## Records to use
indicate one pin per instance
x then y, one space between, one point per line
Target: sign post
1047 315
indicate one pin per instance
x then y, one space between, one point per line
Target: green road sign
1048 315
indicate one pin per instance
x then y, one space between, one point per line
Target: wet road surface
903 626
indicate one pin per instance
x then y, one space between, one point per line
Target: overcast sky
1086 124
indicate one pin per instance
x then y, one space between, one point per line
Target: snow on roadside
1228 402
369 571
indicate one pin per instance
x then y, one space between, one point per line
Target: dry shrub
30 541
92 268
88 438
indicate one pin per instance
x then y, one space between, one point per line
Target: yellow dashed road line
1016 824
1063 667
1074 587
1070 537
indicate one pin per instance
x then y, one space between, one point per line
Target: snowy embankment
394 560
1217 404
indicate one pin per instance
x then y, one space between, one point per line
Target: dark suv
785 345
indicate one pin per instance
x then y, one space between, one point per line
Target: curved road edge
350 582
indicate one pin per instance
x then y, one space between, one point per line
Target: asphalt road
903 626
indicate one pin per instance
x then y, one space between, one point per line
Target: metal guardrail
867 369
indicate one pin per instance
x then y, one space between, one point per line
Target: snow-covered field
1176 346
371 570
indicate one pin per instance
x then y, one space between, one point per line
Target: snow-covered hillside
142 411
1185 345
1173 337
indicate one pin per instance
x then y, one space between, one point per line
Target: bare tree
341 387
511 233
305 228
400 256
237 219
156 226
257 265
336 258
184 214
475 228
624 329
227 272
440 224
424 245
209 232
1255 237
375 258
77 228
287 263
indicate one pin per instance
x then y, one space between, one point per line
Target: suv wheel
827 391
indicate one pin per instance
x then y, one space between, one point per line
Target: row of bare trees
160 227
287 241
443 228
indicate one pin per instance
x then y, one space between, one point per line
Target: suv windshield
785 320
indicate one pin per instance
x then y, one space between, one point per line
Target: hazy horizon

## Task objective
Copy every record above verbatim and in full.

## Result of this exercise
indicate one pin per instance
x then y, one space between, one point per line
Target: sign post
1047 315
indicate one pin per instance
x then y, one space between, one point per line
Target: green road sign
1048 315
indicate one pin per instance
x then y, one space between, one point per line
Target: wet road surface
903 626
indicate one pin per instance
x then y, one space between, one point per line
Target: overcast sky
1086 124
indicate one pin per instance
x then y, one space between, one point per line
Target: snow on roadside
1228 402
369 571
indicate one pin per instance
x then y, one space between, one point per line
Target: dry shrub
30 541
92 268
88 438
indicate one pin per instance
x then y, one space between, one point per line
Target: yellow dashed road line
1016 824
1063 667
1074 587
1070 537
indicate one pin per instance
x then y, one space between, one point per line
Target: snowy embankment
394 560
1217 404
indicate one pin per instance
x then y, one space between, one point per line
Target: dark suv
785 345
indicate one pin per instance
x then y, one space between, one point per line
Target: curved road edge
350 582
indicate one pin per instance
x then y, one space between, one point per line
Target: asphalt road
903 626
indicate one pin per instance
x then y, one space between, one point per line
Target: metal guardrail
867 369
indicate one pin per instance
x then y, one space between, one point per line
Target: snow-covered field
1176 346
371 570
indicate one pin per instance
x then y, one space between, one point per line
Target: snow-covered hillside
142 411
1185 345
1173 337
indicate one pin per instance
x then y, one space between, one point per line
Target: bare tree
341 387
511 233
305 228
400 256
237 219
156 226
257 265
336 258
184 214
475 228
624 329
227 272
440 224
424 245
209 232
1255 237
375 258
77 228
287 263
indicate one pin per instance
x then y, one space between, one point per line
Target: suv wheel
827 391
indicate one pin per instance
x then y, one space between, one point per line
Target: row of bare trees
160 227
287 241
443 228
indicate one pin per instance
x then y, one space between, one point per line
Target: suv windshield
785 320
indicate one pin per instance
x then y, one space between, one point per line
Target: hazy horizon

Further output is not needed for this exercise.